[llvm] r345182 - [X86][SSE] Add SimplifyDemandedBitsForTargetNode PMULDQ/PMULUDQ handling

Craig Topper via llvm-commits llvm-commits at lists.llvm.org
Thu Oct 25 00:03:16 PDT 2018


Committed my suggested fix in r345241 after checking with Eric on IRC.


On Wed, Oct 24, 2018 at 11:23 PM Eric Christopher <echristo at gmail.com>
wrote:

> Let me see if that fixes my problem real fast... if not, should we revert
> until then? :)
>
> -eric
>
> On Wed, Oct 24, 2018 at 11:20 PM Craig Topper <craig.topper at gmail.com>
> wrote:
>
>> At minimum this line is incorrect
>>
>> +    APInt DemandedMask = OriginalDemandedBits & APInt::getLowBitsSet(64,
>> 32);
>>
>> This is treating it as if each bit from the input only effects the
>> corresponding bit of the output, but that's not how multiply works. I'm
>> going to change it to just
>>
>> +    APInt DemandedMask = APInt::getLowBitsSet(64, 32);
>>
>> not sure if we can come up with a better constraint.

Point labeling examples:
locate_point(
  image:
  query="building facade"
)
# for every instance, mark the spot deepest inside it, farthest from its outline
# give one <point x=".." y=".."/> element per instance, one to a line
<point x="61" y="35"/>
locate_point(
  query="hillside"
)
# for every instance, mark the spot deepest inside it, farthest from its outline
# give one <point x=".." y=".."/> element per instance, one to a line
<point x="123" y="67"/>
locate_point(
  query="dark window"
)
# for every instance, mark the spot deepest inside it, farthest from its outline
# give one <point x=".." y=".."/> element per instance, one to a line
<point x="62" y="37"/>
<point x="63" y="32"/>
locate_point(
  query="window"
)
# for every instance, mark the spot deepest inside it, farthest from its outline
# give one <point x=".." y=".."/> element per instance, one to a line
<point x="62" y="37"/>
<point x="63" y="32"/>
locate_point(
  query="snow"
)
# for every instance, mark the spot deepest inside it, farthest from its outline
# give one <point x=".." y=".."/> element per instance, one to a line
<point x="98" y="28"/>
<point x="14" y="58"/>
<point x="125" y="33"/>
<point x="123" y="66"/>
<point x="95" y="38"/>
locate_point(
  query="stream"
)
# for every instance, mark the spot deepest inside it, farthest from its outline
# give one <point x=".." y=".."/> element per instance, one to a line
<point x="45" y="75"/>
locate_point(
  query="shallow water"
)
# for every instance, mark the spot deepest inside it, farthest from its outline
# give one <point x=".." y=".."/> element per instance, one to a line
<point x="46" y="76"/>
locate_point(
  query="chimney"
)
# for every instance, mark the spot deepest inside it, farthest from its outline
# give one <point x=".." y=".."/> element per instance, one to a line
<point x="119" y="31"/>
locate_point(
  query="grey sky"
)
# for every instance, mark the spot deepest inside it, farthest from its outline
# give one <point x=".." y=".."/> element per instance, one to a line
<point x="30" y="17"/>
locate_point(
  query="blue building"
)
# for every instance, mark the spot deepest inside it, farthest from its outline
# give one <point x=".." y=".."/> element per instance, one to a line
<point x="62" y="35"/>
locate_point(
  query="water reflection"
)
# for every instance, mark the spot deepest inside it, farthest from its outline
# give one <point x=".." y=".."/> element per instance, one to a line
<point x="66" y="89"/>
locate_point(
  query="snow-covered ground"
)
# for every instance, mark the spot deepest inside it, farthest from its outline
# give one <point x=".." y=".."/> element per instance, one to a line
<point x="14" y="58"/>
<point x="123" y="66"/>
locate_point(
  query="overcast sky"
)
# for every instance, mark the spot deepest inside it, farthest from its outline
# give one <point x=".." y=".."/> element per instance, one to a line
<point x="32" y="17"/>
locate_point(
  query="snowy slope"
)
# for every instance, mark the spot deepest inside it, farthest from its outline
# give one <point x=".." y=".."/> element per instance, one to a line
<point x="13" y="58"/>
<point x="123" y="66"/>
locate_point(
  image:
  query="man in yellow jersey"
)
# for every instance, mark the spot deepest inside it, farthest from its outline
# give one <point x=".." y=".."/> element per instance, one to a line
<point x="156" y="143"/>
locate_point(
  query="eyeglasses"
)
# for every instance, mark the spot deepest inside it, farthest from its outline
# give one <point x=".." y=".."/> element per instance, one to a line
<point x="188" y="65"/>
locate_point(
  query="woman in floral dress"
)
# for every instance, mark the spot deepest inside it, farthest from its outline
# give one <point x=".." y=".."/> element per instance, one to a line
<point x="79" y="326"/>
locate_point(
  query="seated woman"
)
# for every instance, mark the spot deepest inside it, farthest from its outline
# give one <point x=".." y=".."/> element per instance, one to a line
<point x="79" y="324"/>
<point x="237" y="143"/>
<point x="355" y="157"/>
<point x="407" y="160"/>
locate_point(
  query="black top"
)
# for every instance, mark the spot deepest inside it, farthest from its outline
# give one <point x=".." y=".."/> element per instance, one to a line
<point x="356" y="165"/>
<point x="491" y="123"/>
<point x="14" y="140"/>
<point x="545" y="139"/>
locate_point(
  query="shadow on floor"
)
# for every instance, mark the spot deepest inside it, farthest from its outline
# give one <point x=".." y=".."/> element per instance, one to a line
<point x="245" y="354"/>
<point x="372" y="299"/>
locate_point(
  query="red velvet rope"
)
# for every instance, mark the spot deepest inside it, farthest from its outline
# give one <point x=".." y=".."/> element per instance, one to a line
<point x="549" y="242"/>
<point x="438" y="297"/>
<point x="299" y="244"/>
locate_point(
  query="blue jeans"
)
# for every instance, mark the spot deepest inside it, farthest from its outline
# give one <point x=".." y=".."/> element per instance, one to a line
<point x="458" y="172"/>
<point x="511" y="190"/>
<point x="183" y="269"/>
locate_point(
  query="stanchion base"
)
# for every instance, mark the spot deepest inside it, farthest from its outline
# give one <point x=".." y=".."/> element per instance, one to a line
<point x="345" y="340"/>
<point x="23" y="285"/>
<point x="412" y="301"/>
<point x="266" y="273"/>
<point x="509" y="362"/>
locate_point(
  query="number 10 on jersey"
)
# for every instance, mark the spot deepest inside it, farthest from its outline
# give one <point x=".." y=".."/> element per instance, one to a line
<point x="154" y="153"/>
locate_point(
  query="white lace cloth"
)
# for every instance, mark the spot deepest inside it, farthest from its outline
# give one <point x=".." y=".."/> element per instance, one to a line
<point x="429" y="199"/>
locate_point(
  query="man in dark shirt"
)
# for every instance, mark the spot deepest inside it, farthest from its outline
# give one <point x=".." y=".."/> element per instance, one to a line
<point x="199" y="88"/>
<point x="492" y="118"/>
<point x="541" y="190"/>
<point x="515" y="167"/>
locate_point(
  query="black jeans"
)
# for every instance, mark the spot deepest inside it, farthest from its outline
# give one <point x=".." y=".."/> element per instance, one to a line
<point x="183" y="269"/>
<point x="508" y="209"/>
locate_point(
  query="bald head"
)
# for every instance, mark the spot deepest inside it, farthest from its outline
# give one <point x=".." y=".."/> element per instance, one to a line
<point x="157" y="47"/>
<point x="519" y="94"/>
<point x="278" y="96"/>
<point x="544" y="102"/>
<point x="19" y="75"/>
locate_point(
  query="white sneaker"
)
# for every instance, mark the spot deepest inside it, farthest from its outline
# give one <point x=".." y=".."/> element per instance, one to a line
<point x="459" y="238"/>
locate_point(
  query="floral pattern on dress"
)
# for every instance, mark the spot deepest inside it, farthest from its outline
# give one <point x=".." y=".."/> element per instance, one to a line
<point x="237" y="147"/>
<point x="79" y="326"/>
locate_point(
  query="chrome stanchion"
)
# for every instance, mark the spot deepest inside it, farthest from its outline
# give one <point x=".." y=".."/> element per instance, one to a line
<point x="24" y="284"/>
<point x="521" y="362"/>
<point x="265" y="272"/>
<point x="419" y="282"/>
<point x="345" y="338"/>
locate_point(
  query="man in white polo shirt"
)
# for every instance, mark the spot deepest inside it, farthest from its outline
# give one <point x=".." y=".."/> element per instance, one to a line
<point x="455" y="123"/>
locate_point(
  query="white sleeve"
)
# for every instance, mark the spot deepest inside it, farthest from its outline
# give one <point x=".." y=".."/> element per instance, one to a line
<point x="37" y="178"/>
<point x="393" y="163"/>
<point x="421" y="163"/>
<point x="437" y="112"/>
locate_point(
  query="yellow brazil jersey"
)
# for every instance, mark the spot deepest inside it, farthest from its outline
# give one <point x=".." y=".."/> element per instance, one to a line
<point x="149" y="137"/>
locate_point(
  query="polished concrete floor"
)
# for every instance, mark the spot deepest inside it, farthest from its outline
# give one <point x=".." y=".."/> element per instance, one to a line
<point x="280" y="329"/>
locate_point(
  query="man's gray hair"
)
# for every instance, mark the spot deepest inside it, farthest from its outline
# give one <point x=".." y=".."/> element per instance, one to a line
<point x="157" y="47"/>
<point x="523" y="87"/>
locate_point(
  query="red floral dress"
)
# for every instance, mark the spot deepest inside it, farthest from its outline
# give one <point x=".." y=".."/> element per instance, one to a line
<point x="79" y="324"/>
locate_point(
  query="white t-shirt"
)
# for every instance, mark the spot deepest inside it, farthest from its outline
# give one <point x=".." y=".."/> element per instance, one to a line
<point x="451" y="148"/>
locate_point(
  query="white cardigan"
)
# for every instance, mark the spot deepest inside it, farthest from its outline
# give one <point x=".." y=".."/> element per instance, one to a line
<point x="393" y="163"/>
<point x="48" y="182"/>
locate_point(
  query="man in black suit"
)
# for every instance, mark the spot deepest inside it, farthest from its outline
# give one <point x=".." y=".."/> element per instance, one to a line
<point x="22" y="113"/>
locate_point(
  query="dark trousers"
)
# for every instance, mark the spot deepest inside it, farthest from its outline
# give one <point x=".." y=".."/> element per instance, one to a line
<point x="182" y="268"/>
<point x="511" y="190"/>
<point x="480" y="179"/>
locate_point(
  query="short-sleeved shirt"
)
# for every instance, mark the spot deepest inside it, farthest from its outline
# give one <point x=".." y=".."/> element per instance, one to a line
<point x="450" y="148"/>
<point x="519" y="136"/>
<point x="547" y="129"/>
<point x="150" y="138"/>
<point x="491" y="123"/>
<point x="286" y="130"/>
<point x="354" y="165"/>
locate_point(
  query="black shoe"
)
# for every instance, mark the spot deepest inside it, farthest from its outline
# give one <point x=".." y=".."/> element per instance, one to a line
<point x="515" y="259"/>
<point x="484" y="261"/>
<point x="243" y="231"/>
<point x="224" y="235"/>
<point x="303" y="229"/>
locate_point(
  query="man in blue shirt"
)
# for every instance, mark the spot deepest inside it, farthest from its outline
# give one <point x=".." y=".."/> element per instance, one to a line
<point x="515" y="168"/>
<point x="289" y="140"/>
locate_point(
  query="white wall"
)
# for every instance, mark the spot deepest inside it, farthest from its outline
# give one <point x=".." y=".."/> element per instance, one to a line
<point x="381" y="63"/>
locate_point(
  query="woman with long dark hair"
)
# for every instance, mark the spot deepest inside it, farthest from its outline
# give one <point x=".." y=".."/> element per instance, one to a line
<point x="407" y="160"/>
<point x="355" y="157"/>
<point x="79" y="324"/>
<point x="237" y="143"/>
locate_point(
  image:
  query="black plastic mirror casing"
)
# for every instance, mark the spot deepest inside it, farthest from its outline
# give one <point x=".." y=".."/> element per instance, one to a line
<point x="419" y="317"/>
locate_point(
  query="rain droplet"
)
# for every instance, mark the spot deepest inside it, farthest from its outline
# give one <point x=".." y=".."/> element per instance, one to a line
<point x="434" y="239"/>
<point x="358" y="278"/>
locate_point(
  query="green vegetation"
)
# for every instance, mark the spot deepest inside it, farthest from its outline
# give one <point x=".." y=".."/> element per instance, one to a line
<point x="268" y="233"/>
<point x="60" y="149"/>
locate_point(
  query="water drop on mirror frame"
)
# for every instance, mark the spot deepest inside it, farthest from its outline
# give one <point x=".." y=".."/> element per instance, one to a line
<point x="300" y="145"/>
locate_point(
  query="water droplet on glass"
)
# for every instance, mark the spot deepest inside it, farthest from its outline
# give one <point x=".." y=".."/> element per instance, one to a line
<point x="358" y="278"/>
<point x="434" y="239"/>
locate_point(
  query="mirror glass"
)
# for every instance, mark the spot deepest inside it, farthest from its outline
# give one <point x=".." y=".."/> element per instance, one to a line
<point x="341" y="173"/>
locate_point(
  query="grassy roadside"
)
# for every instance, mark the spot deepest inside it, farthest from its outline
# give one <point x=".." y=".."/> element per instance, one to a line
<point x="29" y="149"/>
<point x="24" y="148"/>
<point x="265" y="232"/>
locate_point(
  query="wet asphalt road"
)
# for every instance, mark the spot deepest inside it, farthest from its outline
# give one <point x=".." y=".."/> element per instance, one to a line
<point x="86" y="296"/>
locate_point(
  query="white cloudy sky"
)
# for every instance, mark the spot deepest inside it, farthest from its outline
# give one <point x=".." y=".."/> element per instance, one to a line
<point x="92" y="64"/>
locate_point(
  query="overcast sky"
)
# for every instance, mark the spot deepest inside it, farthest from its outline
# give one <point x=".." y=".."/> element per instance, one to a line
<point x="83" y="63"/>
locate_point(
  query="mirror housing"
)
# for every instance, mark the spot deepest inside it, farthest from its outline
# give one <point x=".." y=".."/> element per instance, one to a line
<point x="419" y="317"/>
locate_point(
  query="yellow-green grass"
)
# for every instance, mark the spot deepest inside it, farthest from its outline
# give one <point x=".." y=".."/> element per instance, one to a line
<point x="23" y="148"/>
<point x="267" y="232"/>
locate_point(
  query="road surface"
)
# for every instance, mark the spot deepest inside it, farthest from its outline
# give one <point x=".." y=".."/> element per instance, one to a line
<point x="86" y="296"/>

▶ **PROBLEM DESCRIPTION**
Can you write the next part of the llvm-commits thread about the PMULDQ/PMULUDQ demanded-bits change, starting right after its last line?

▶ **OUTPUT FOR THIS TASK**
>>
>> ~Craig
>>
>>
>> On Wed, Oct 24, 2018 at 10:53 PM Eric Christopher via llvm-commits <
>> llvm-commits at lists.llvm.org> wrote:
>>
>>> Hi Simon,
>>>
>>> Pranav and I are separately seeing failures with this patch with ToT
>>> Halide and LLVM. Primarily in correctness_argmax, but other failures as
>>> well. Working on getting a testcase for it, but this might help you get one
>>> as well. :)
>>>
>>> I haven't reverted yet, but we're definitely seeing it in different
>>> organizations so reverting might be nice.
>>>
>>> Thanks!
>>>
>>> -eric
>>>
>>> On Wed, Oct 24, 2018 at 12:13 PM Simon Pilgrim via llvm-commits <
>>> llvm-commits at lists.llvm.org> wrote:
>>>
>>>> Author: rksimon
>>>> Date: Wed Oct 24 12:11:28 2018
>>>> New Revision: 345182
>>>>
>>>> URL: http://llvm.org/viewvc/llvm-project?rev=345182&view=rev
>>>> Log:
>>>> [X86][SSE] Add SimplifyDemandedBitsForTargetNode PMULDQ/PMULUDQ handling
>>>>
>>>> Add X86 SimplifyDemandedBitsForTargetNode and use it to simplify
>>>> PMULDQ/PMULUDQ target nodes.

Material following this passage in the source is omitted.